Top of Data for this exercise
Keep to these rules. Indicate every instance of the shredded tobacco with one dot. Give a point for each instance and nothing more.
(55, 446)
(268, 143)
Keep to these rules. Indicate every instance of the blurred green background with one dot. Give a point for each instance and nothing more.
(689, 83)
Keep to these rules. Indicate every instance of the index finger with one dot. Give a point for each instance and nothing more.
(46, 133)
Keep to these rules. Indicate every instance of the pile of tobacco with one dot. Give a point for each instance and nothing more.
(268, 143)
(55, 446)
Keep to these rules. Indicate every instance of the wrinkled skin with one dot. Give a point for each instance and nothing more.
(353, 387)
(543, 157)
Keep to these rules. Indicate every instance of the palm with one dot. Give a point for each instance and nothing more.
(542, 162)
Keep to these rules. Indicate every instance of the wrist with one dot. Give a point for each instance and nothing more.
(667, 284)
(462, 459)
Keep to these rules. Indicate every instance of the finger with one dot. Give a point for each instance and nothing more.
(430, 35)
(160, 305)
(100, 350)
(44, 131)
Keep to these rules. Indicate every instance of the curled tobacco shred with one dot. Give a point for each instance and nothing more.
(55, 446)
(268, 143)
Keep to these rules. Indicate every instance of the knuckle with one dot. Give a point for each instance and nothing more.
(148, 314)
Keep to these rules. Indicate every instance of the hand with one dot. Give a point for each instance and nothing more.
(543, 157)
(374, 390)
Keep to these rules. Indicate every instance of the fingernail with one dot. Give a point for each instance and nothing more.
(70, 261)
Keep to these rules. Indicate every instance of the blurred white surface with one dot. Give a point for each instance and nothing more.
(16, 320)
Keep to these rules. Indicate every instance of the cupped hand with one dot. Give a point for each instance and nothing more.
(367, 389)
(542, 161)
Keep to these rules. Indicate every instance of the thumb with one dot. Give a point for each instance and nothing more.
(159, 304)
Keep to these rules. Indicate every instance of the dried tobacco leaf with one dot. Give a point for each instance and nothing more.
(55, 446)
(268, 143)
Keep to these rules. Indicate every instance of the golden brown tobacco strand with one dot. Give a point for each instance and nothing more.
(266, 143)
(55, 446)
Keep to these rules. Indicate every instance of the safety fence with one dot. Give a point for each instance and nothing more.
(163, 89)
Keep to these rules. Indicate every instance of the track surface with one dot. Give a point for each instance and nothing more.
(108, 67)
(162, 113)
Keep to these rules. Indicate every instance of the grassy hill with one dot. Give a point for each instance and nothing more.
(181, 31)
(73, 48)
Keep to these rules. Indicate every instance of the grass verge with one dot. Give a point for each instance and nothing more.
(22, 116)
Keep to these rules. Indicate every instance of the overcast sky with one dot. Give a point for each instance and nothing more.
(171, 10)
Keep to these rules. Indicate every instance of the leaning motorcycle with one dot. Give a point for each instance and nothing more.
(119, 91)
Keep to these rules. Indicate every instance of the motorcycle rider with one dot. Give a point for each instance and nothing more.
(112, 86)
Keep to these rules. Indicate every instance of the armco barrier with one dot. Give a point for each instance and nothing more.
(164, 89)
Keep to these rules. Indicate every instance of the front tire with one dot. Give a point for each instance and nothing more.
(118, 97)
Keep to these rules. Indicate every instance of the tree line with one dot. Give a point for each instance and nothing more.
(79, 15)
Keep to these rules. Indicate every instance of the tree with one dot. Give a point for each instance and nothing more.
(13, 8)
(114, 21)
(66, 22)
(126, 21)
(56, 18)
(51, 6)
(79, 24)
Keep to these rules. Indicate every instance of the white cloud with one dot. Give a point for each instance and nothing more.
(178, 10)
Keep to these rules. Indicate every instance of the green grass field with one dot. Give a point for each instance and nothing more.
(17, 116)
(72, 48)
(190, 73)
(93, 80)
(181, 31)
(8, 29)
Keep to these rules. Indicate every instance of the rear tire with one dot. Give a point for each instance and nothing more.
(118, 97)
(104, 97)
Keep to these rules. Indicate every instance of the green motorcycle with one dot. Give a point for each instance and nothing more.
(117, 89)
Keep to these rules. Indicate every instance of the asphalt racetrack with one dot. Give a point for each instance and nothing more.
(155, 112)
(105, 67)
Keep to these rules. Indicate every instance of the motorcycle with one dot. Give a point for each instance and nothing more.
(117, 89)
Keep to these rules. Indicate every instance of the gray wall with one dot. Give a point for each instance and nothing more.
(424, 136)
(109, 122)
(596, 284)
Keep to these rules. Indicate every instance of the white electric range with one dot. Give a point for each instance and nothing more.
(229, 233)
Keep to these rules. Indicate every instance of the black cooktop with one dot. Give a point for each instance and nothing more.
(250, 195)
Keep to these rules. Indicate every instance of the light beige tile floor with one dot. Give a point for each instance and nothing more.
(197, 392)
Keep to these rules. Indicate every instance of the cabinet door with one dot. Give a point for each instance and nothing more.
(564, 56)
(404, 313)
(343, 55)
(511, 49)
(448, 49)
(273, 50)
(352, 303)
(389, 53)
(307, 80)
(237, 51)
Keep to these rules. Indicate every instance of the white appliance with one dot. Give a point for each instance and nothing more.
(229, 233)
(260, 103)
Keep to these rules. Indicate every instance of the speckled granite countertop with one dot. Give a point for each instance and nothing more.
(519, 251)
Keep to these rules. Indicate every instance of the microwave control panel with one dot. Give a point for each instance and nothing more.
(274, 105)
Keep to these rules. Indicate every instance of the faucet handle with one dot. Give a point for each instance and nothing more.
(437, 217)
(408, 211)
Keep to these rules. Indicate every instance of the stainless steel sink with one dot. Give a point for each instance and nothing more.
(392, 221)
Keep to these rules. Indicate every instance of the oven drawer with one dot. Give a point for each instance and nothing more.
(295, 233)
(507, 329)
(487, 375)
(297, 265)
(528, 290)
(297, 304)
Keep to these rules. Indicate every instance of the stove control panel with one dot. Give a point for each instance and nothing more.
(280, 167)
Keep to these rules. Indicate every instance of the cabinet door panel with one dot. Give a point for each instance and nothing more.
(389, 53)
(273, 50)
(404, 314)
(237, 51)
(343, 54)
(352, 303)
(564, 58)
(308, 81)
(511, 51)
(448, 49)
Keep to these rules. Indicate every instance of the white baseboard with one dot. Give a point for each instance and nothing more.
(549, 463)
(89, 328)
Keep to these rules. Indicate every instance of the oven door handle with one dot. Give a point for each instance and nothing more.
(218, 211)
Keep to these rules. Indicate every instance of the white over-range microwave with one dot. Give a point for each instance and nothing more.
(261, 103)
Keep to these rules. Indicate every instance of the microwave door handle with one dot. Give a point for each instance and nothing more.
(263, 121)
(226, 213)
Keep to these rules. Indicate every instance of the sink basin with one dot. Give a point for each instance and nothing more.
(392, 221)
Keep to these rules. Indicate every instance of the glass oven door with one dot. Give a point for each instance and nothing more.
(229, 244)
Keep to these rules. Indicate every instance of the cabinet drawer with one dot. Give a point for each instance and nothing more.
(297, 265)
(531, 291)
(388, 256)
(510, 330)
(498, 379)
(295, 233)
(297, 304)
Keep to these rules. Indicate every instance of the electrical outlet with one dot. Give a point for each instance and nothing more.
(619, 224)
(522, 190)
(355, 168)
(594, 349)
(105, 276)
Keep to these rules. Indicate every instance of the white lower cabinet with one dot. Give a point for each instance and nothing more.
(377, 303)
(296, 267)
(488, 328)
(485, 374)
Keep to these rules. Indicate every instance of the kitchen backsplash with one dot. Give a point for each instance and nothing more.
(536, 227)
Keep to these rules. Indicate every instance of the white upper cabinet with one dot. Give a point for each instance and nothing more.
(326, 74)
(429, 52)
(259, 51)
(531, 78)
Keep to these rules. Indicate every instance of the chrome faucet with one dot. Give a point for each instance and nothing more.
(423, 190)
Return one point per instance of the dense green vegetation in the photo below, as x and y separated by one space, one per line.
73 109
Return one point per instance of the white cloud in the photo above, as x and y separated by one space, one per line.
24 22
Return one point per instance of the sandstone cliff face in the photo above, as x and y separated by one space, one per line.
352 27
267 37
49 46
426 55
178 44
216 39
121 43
Bottom of Data for this exercise
Directions: Retype exactly. Start at the line with "Return one point per instance of the white" and stop at the last line of the data.

Task answer:
Return one point per instance of the white cloud in the photo above, as x and y separated by one space, one per line.
24 22
Return one point per instance of the sandstone cliff face in the photo above, as x and y separated by one space, one per line.
352 27
267 37
49 46
426 55
178 44
216 39
121 43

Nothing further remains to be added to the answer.